EXERCISE GOAL:
Resume the text on NRG's deferred tax assets and valuation allowance, starting right after its last sentence.

EXCERPTED TEXT:

==*==

Deferred tax assets and valuation allowance
Net deferred tax balance — As of December 31, 2018 and 2017, NRG recorded a net deferred tax asset of $3.8 billion and $2.0 billion, respectively. The Company believes the federal and certain state net deferred tax assets may not be realizable under a "more likely than not" measurement and as such, a valuation allowance has been recorded to reduce the asset accordingly. The determination is based on the Company's assessment of cumulative and forecasted pretax book earnings and the future reversal of existing taxable temporary differences.
Based on the Company's assessment of positive and negative evidence, including available tax planning strategies, NRG believes that it is more likely than not that a benefit will not be realized on $3.8 billion and $1.9 billion of tax assets as of December 31, 2018, and 2017, respectively, thus a valuation allowance has been recorded. The net deferred tax liability of $19 million as of December 31, 2018 is predominantly due to a foreign net deferred tax liability of $16 million and a net deferred tax liability for the state of Texas.

==*==

(Saved data entries)
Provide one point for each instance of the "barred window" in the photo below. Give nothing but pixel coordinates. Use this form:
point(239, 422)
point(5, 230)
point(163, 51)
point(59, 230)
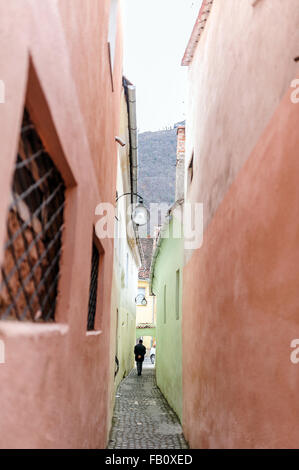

==*==

EXERCISE ANSWER:
NOL carryforwards — At December 31, 2018, the Company had tax effected cumulative domestic NOLs consisting of carryforwards for federal income tax purposes of $2.2 billion and state of $379 million. The Company estimates it will need to generate future taxable income to fully realize the net federal deferred tax asset before expiration commencing in 2031. In addition, NRG has cumulative foreign NOL carryforwards of $62 million with no expiration date.
Valuation allowance — As of December 31, 2018, the Company's tax effected valuation allowance was $3.8 billion, consisting of domestic federal net deferred tax assets of approximately $3.3 billion, domestic state net deferred tax assets of $454 million, foreign NOL carryforwards of $62 million and foreign capital loss carryforwards of approximately $1 million. Based upon the assessment of cumulative and forecasted pretax book earnings, and the future reversal of existing taxable temporary differences, it was determined that a valuation allowance was required to be recorded during the year.
Taxes Receivable and Payable
As of December 31, 2018, NRG recorded a current tax payable of $3 million that represents a tax liability due for state income taxes. NRG has a tax receivable of $1 million, comprised of refunds due from state income tax estimated payments and return filings.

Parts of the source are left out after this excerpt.